→ **TEXT SEGMENT**
________
The First Treaty of San Ildefonso was signed on 1 October 1777 between Spain and Portugal. It settled long-running territorial disputes between the two kingdoms' possessions in South America, primarily in the Río de la Plata region.

Background

For nearly 300 years, differing interpretations of the Treaty of Tordesillas led to border disputes between Spain and Portugal over the Río de la Plata region. Although Spanish silver mines in Potosí were far to the west of the disputed area, Portugal constantly tried to annex the silver lode region to its Brazilian colonies.

The two countries attempted to resolve their issues in the 1750 Treaty of Madrid but in 1761, it was annulled by the new Spanish monarch Charles III. In 1762, Spain entered the Seven Years' War on the side of France, resulting in the so-called Fantastic War of 1762-1763.

With British support, the Portuguese repulsed a Franco-Spanish invasion in Europe. In South America, Spain captured the Portuguese port of Colonia del Sacramento, now in Uruguay and much of the modern day Brazilian state of Rio Grande do Sul. However, the 1763 Treaty of Paris required Spain to return Colonia del Sacramento and by 1777, Portugal had reoccupied Rio Grande do Sul. 

Much of Spanish South America was controlled by the Viceroyalty of Peru which required all trade to pass through Lima on the Pacific. This policy made imports expensive, prevented the economic development of the Atlantic coast and caused increasing dissatisfaction with Spanish rule. Portuguese encroachments in the Río de la Plata allowed their merchants to evade these commercial restrictions; Buenos Aires subsequently become a major center for smuggled goods. In an attempt to regain economic and political control, a new Viceroyalty of the Rio de la Plata was established in 1776, with its capital at Buenos Aires. Despite opposition from Lima, limited free trade was permitted between Buenos Aires, Montevideo and mainland Spain.

Between 1775 and 1776, the undeclared war in the region between the two countries grew increasingly bitter, although the Spanish–Portuguese War only formally began in 1776. In February 1777, the new Viceroy of Río de la Plata, Pedro Antonio de Cevallos took command of a Spanish expeditionary force of 116 ships and 19,000 troops. He captured the island of Santa Catarina in February before moving against Colonia del Sacramento which surrendered in July.

In August, Cevallos learned Joseph I of Portugal had died in February; his daughter, Maria I now sued for peace and offensive operations ceased.

Provisions

Under the Treaty, Portugal ceded Colonia del Sacramento, the associated island of San Gabriel and the Misiones Orientales while Spain acknowledged Portuguese control of Southern Brazil and returned Santa Catarina island. A Boundary Commission was established to delineate colonial borders between the Portuguese and Spanish Empires, which were later confirmed by the 1778 Treaty of El Pardo Portugal agreed to prevent the smuggling of goods and deny use of its ports to military or commercial vessels from nations hostile to Spain. This was aimed at Britain, with whom Spain was at war from 1779 to 1783.
________
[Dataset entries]

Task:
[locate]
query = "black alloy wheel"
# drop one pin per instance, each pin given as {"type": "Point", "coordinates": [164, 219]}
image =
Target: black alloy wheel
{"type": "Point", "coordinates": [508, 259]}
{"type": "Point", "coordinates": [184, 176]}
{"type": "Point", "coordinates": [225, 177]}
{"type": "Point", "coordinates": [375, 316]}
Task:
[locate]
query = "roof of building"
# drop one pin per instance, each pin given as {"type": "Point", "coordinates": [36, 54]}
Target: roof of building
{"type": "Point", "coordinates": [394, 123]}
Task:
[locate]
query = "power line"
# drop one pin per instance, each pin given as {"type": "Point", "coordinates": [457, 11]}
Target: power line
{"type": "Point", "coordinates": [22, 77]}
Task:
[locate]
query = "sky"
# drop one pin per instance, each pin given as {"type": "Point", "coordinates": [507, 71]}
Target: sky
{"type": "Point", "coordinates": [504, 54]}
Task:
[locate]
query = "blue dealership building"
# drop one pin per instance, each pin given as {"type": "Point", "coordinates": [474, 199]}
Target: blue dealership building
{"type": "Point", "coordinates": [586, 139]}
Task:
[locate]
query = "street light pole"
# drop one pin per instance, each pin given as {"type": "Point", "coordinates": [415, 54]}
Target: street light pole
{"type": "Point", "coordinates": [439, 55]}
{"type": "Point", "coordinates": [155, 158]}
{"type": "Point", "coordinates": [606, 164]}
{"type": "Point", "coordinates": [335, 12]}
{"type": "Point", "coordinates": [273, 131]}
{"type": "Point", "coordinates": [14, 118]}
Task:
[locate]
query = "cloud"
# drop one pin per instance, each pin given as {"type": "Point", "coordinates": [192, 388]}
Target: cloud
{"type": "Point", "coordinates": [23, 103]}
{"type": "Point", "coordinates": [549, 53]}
________
→ **WHAT NEEDS TO BE DONE**
Rewrite the passage on the First Treaty of San Ildefonso starting at "For nearly 300" and ending at "its Brazilian colonies.", and switch "silver" to "gold".

→ **EXERCISE ANSWER**
For nearly 300 years, differing interpretations of the Treaty of Tordesillas led to border disputes between Spain and Portugal over the Río de la Plata region. Although Spanish gold mines in Potosí were far to the west of the disputed area, Portugal constantly tried to annex the gold lode region to its Brazilian colonies.